■ **Task set**:
(a) In the passage on Simpson's Paradox, what does the simulation in the second example match?
(b) Set down the part of the passage on Simpson's Paradox between "The simulation in" and "for example 2.", inclusive.

■ **Passage for review**:
*-*-*
We can show that Simpson's Paradox is present at the population level:

\begin{align*} \expect(R\cond T=1) &= 2+ 4\expect(L\cond T=1)\\ &= 2+ 4\prob(L = 1 \cond T=1) \\ &= 2+ 4\prob(T = 1 \cond L=1)\prob(L=1)/\prob(T=1)\\ &= 2 + 4 \cdot \tfrac{7}{8}\\ &= \tfrac{11}{2} \\ \expect(R\cond T=2) &= 4 + 4 \cdot \tfrac{1}{8}\\ &= \tfrac{9}{2}\\ \expect(R\cond T=1) &> \expect(R\cond T=2) \end{align*}

On the other hand

\begin{align*} \expect(R\cond T=1, L=0) &= 2\\ \expect(R\cond T=2, L=0) &= 4\\ \expect(R\cond T=1, L=0) &< \expect(R\cond T=2, L=0) \\ \expect(R\cond T=1, L=1) &= 6\\ \expect(R\cond T=2, L=1) &= 8\\ \expect(R\cond T=1, L=1) &< \expect(R\cond T=2, L=1) \\ \end{align*}

Simulation for the scuba diving example

The simulation in the second example was

\begin{align*} T &\sim \text{Bernoulli}\left(\tfrac{1}{2}\right) \\ R\cond T &\sim N\left(5 + \tfrac{1}{2}T, 1\right) + 1 \\ S\cond R, T &= I(T=0)I(R>7) + I(T=1)I(R>5.5) \\ \end{align*}

which matches the diagram given for example 2.
*-*-*
Dataset entries
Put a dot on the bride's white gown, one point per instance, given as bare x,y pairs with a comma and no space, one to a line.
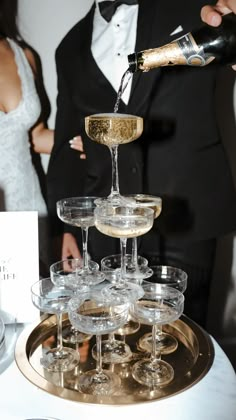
19,183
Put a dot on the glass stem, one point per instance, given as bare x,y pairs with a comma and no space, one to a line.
99,355
59,332
111,338
123,242
85,246
135,252
115,177
155,355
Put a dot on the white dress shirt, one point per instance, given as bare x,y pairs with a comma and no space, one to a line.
113,41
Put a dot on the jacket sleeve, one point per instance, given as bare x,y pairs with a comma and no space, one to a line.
66,171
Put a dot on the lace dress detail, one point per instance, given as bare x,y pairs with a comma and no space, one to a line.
19,184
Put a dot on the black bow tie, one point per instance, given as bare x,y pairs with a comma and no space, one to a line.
108,8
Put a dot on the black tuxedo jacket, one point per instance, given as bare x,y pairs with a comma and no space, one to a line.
179,157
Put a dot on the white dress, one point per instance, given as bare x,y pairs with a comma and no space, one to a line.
19,184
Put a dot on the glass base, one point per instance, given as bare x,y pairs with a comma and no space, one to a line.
90,277
130,327
105,383
62,360
153,373
71,335
165,343
113,351
127,290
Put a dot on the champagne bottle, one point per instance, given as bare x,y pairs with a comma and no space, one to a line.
196,48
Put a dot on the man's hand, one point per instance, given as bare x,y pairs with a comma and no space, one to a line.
69,247
212,15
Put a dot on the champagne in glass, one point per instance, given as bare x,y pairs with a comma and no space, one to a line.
111,130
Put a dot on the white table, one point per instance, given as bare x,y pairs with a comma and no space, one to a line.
212,398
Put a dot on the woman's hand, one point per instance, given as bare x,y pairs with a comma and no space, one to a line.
77,144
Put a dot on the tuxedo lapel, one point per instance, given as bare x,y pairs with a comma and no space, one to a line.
147,14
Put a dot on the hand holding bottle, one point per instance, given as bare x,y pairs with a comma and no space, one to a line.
212,15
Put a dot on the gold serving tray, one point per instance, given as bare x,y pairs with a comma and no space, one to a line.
191,361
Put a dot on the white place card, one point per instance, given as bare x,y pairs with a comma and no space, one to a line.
19,265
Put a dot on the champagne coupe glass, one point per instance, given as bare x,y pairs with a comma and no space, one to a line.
159,305
92,313
143,200
54,300
111,266
171,277
113,129
79,211
66,273
122,222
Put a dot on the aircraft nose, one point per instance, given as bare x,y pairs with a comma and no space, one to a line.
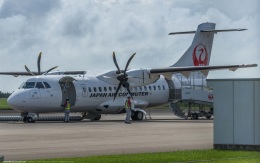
12,101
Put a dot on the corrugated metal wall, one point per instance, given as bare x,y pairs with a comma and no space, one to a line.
236,111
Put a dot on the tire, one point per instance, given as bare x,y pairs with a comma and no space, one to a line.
138,116
97,117
195,116
30,120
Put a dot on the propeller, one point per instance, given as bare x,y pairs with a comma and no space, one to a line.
38,66
122,77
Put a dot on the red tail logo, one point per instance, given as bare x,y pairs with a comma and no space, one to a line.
200,56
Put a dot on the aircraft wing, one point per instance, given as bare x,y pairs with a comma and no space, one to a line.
18,73
186,70
25,73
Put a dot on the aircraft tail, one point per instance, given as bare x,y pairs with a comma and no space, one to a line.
199,53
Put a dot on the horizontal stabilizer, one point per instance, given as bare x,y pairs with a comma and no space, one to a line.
198,68
213,30
185,32
224,30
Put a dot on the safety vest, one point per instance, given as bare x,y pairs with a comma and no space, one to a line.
67,106
127,104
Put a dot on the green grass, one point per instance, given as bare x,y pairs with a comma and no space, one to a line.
3,104
219,156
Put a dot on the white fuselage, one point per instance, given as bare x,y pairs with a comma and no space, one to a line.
87,94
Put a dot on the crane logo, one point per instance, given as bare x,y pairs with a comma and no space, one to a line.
210,96
200,56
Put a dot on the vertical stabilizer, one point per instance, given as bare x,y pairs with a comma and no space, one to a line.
198,54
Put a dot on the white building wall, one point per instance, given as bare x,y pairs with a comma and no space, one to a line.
236,111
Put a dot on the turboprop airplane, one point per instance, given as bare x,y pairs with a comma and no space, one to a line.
94,95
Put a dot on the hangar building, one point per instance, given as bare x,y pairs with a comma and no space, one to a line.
236,113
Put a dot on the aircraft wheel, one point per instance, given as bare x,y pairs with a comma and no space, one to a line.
24,119
30,120
97,117
195,116
138,115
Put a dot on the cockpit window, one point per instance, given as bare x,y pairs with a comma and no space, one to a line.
28,85
39,85
21,86
46,85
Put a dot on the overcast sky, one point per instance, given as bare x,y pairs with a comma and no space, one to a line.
81,35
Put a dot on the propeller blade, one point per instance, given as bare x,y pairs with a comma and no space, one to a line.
128,90
118,87
128,62
39,63
51,69
27,69
114,58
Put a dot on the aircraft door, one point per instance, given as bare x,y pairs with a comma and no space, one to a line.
68,89
84,90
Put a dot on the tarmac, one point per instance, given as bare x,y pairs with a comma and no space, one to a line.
162,133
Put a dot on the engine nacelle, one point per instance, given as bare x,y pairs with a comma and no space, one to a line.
136,78
141,77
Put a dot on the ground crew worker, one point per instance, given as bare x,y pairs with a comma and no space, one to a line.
128,106
67,110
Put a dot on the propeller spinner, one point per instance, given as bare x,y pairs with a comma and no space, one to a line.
*-*-*
■ **Expected results**:
(a) It matches the diagram given for example 2.

(b)
The simulation in the second example was

\begin{align*} T &\sim \text{Bernoulli}\left(\tfrac{1}{2}\right) \\ R\cond T &\sim N\left(5 + \tfrac{1}{2}T, 1\right) + 1 \\ S\cond R, T &= I(T=0)I(R>7) + I(T=1)I(R>5.5) \\ \end{align*}

which matches the diagram given for example 2.